#### SELECTED EXCERPT
# Hill Dwarf Storm Sorc/Tempest Cleric build help needed.



## OzDragon (Jan 31, 2017)

So I am building a new character for a game. Will start level 3 with point buy, sailor background.  

I'm not the best when it comes to optimizing. I'm also at a loss when to take multiclass levels. Any help would be appreciated.

Yes I understand he will not be optimized racially or background wise but this is my concept.

He was a navigator on a sailing ship (not sure if pirate ship or merchant yet) the ship is attacked by pirates during a storm and he is left on the deck for dead. 
While laying there bleeding he is struck by lighting and infused with power from said bolt. The bolt also had the secondary effect of cauterizing his wounds saving his life.
The ship is found a few days later by a salvage ship from Neverwinter. With this newfound power he joins a adventuring guild to see what he can actually do with it....

Being a navigator he is not particularly strong, I'm going for more caster than melee. The tempest cleric is for some armor and destructive Wrath. 

Please help optimizing him with this race. He will be at the end Storm Sorc 1?/Tempest Cleric ? ,2 levels of cleric at least.

Thanks in advance.

#### EXCERPTED DATA
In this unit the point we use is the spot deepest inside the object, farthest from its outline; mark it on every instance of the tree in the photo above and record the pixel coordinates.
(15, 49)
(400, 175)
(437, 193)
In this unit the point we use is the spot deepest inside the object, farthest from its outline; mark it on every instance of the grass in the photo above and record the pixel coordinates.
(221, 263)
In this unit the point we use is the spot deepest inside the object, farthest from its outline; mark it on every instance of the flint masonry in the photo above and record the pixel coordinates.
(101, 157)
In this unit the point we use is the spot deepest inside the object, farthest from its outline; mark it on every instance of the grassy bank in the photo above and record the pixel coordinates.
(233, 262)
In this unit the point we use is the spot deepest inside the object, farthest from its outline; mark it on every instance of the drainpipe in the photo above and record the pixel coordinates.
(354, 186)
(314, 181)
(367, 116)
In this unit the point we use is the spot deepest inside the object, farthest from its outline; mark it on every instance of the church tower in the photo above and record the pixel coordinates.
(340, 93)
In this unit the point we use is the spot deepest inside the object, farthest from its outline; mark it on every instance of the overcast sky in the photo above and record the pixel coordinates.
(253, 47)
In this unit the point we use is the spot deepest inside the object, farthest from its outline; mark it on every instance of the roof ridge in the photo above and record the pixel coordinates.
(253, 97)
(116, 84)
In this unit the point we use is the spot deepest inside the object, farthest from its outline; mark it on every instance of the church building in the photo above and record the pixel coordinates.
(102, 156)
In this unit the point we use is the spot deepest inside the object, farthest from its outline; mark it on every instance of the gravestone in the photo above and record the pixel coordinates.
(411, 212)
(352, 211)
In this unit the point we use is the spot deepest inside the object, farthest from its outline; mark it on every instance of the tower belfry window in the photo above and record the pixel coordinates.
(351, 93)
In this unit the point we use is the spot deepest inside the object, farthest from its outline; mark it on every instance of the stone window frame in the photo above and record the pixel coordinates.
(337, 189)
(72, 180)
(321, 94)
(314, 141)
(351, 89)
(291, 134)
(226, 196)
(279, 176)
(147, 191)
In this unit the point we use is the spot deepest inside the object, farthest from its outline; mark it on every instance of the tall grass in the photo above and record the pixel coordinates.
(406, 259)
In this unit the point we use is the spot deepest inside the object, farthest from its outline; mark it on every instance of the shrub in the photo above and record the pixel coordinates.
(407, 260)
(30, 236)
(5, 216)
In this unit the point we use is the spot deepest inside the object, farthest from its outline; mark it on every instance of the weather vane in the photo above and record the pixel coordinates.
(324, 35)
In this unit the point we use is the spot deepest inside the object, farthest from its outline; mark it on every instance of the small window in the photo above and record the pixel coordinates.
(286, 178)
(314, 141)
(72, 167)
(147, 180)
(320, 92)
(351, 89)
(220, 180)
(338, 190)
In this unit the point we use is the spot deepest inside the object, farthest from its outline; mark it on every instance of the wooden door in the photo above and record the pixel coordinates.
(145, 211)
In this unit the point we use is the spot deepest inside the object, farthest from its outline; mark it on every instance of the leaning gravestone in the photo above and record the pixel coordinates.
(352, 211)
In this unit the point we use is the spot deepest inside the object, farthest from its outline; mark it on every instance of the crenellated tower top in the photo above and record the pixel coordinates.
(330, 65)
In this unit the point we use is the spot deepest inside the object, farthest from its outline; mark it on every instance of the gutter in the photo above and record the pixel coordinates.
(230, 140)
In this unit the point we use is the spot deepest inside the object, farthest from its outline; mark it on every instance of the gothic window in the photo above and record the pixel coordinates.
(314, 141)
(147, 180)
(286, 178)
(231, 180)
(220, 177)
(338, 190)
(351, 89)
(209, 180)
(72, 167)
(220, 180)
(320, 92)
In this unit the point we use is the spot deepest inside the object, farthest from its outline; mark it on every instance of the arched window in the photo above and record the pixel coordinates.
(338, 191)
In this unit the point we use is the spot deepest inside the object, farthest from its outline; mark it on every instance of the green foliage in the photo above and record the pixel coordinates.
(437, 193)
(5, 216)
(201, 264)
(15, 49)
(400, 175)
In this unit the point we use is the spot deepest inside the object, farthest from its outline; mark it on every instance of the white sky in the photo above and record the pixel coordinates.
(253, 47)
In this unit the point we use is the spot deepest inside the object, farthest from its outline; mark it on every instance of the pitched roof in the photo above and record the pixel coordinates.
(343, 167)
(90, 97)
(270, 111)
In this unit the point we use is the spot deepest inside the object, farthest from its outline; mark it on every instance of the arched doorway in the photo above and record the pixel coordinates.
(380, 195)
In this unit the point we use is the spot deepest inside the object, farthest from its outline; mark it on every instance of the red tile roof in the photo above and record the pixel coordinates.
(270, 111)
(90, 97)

#### WHAT YOU ARE ASKED TO DO
Reproduce the hill dwarf build post above in full, word for word.

#### EXERCISE ANSWER
# Hill Dwarf Storm Sorc/Tempest Cleric build help needed.



## OzDragon (Jan 31, 2017)

So I am building a new character for a game. Will start level 3 with point buy, sailor background.  

I'm not the best when it comes to optimizing. I'm also at a loss when to take multiclass levels. Any help would be appreciated.

Yes I understand he will not be optimized racially or background wise but this is my concept.

He was a navigator on a sailing ship (not sure if pirate ship or merchant yet) the ship is attacked by pirates during a storm and he is left on the deck for dead. 
While laying there bleeding he is struck by lighting and infused with power from said bolt. The bolt also had the secondary effect of cauterizing his wounds saving his life.
The ship is found a few days later by a salvage ship from Neverwinter. With this newfound power he joins a adventuring guild to see what he can actually do with it....

Being a navigator he is not particularly strong, I'm going for more caster than melee. The tempest cleric is for some armor and destructive Wrath. 

Please help optimizing him with this race. He will be at the end Storm Sorc 1?/Tempest Cleric ? ,2 levels of cleric at least.

Thanks in advance.